Stored entries
---*---

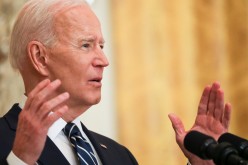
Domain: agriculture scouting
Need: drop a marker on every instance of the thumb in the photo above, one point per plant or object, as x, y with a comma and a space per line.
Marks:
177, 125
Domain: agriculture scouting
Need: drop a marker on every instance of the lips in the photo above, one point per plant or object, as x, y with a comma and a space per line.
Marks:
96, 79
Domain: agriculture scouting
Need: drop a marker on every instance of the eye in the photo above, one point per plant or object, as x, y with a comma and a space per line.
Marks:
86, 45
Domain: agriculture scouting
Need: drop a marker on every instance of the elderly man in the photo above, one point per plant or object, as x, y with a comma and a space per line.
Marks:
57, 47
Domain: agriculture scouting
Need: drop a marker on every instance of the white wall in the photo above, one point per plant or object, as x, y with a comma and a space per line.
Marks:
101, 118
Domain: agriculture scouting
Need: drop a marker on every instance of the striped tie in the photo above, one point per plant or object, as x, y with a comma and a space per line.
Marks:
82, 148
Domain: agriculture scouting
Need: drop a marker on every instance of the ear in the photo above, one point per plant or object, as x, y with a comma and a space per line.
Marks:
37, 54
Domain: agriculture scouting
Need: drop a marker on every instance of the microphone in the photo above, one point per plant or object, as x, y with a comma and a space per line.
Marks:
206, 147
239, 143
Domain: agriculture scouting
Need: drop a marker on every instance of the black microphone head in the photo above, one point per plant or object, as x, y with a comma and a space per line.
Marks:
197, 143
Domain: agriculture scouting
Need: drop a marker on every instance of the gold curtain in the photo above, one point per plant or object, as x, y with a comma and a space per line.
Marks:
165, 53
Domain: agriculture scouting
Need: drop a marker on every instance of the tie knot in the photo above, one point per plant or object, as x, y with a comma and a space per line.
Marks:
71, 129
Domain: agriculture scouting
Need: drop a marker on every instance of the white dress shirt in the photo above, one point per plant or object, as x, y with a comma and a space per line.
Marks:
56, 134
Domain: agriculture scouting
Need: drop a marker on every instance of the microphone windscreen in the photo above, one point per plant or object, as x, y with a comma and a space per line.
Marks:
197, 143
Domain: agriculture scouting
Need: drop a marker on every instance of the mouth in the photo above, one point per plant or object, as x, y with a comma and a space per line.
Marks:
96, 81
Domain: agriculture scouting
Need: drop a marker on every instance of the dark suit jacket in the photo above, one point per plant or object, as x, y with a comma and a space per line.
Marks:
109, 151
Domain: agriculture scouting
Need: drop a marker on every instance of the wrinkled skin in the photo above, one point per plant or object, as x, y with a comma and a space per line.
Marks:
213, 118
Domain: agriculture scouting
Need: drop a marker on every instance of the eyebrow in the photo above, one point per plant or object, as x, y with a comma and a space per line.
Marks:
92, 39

---*---

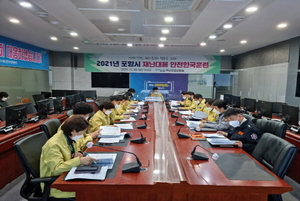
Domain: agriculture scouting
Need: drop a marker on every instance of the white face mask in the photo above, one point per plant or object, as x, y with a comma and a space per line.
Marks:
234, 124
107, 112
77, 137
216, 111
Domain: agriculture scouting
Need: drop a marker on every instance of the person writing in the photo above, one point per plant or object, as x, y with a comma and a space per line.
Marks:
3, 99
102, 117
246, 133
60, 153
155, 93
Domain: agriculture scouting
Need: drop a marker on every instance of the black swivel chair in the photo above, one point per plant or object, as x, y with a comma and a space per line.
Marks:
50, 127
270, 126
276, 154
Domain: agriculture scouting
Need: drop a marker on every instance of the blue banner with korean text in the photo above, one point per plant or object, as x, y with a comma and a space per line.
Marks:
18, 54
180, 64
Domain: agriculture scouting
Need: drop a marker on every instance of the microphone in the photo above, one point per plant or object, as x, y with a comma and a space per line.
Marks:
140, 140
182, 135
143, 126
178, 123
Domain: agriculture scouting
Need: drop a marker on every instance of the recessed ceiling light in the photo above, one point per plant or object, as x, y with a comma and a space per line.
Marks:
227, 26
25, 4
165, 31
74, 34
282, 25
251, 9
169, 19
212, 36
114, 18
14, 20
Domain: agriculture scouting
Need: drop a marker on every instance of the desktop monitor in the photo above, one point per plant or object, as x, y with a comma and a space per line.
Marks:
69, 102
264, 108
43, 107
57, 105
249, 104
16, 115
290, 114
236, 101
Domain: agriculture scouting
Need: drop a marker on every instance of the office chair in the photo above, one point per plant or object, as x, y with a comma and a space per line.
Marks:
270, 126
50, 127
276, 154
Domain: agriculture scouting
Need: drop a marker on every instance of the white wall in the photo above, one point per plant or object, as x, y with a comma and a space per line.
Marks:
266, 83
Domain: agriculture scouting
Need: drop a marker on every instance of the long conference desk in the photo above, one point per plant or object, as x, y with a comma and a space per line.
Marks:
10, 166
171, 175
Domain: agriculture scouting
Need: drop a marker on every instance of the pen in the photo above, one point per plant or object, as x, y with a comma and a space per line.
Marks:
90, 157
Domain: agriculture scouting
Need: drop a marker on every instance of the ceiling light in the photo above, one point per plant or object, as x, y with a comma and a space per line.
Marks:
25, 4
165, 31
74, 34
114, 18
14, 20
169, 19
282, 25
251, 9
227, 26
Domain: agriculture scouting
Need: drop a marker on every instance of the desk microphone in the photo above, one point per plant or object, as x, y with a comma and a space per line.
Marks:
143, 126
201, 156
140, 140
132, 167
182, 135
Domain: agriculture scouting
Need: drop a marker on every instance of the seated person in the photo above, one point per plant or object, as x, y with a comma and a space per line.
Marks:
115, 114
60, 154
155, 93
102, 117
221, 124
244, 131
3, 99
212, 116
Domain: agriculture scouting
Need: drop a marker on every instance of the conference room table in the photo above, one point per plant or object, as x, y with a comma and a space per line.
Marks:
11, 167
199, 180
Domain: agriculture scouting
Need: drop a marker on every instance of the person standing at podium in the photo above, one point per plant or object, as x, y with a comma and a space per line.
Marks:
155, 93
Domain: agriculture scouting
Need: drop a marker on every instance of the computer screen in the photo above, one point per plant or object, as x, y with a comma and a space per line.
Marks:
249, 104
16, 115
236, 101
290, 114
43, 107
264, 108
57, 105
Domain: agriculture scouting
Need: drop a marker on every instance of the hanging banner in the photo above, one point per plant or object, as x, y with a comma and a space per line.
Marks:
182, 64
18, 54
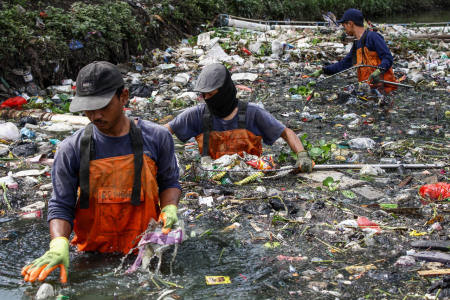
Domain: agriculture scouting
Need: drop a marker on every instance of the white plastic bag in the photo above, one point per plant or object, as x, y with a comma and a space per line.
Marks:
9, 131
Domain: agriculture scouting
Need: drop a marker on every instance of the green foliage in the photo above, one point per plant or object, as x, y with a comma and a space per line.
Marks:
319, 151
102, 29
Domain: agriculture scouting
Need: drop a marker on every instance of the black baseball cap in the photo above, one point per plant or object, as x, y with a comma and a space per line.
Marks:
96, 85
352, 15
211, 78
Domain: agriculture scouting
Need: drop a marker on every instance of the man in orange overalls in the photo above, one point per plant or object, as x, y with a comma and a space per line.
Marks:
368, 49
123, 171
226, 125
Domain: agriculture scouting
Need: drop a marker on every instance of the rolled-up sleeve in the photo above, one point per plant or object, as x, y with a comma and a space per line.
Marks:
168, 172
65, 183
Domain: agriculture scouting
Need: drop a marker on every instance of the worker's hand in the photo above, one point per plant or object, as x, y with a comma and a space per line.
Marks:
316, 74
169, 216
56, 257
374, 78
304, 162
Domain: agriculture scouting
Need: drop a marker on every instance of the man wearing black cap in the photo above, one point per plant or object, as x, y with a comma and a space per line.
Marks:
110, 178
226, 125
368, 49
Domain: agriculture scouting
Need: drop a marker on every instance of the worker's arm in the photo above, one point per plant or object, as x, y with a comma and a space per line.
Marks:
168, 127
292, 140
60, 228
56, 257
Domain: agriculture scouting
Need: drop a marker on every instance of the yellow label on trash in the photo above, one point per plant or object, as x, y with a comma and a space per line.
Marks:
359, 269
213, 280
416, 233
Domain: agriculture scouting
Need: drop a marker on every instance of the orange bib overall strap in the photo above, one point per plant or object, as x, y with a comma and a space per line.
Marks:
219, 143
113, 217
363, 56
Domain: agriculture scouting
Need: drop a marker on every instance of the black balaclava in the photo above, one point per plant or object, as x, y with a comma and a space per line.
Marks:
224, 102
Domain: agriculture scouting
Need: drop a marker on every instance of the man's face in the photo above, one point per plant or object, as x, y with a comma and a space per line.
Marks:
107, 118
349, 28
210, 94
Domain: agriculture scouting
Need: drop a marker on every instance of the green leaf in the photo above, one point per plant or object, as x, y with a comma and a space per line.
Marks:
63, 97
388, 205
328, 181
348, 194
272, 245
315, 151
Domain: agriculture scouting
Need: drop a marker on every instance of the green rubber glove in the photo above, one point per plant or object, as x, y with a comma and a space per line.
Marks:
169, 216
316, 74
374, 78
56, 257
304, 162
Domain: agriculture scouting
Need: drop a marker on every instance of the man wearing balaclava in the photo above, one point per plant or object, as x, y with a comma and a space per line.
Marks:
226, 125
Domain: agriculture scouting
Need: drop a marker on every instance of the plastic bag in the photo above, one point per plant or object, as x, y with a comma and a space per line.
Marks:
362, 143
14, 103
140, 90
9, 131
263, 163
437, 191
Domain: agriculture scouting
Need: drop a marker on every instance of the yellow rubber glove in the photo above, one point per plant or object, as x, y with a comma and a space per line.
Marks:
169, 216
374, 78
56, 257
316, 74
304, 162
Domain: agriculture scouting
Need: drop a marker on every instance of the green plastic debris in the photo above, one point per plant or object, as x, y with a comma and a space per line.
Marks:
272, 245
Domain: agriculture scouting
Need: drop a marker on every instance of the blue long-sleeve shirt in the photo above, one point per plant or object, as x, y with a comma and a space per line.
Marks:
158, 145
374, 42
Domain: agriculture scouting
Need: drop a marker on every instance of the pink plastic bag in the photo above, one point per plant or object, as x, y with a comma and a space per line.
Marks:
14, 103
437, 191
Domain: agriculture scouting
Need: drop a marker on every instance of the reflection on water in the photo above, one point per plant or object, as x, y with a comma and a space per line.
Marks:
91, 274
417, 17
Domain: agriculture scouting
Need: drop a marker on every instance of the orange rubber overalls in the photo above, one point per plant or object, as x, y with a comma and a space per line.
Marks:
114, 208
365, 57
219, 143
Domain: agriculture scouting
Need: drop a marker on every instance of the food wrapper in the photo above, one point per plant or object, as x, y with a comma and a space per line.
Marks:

---*---

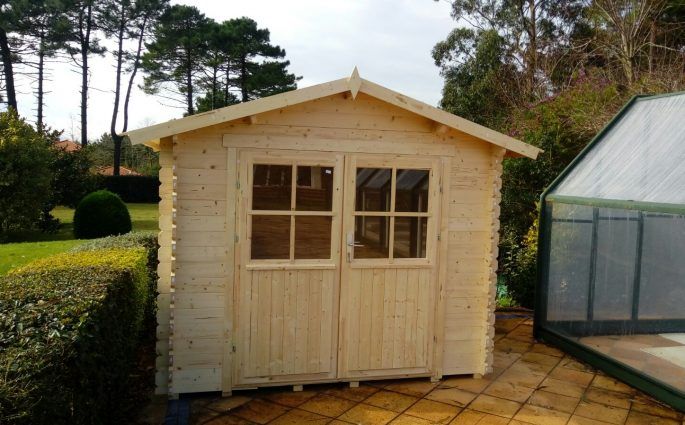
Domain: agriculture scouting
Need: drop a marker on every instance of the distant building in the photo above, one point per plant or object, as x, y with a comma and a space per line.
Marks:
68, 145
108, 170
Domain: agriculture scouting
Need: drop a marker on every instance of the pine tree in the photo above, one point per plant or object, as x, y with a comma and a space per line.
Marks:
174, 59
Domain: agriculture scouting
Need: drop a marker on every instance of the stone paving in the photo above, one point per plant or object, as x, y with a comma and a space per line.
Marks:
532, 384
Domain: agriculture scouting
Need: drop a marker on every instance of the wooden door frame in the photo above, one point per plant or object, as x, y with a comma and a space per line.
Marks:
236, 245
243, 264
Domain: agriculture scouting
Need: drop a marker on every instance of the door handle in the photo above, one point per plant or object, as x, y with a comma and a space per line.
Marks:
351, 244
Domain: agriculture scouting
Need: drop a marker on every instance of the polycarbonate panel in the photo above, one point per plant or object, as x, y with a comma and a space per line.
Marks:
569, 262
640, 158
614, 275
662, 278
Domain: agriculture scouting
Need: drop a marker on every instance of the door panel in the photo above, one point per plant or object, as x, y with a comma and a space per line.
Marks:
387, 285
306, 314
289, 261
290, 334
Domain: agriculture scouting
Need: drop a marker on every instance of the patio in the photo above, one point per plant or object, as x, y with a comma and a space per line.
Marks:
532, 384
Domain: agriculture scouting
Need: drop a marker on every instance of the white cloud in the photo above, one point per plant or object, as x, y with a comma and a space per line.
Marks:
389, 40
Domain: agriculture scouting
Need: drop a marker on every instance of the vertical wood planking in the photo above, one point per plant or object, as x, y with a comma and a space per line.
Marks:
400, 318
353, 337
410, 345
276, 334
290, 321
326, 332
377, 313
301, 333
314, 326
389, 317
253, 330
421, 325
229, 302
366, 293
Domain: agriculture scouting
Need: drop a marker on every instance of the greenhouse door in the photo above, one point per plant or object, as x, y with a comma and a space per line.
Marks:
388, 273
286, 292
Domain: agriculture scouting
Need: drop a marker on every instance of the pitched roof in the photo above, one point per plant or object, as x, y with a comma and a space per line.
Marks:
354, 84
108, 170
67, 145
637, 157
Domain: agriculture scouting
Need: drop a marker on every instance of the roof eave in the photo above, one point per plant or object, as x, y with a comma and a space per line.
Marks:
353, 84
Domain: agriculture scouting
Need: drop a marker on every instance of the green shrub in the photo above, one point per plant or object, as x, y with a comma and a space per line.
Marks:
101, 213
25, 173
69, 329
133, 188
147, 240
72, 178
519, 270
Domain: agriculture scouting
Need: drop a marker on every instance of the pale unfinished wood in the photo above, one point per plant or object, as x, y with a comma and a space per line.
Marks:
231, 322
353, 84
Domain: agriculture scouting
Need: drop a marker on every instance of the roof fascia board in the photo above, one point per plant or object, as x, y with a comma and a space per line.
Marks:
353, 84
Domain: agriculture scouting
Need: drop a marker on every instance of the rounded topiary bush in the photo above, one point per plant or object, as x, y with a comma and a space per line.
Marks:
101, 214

---*---

WHAT TO WORK ON »
Gather every line in the material above that contains the string "chair", treating uppercase and lowercase letters as different.

RESULT OF THIS TASK »
Need: drop a marker on every instance of the black swivel chair in the photo above, one point per plant or object, as x, y with a comma and a space per line.
Need: drop a marker on every instance of the office chair in the photo above, one point per plant or object, as x, y with a comma and a space per line.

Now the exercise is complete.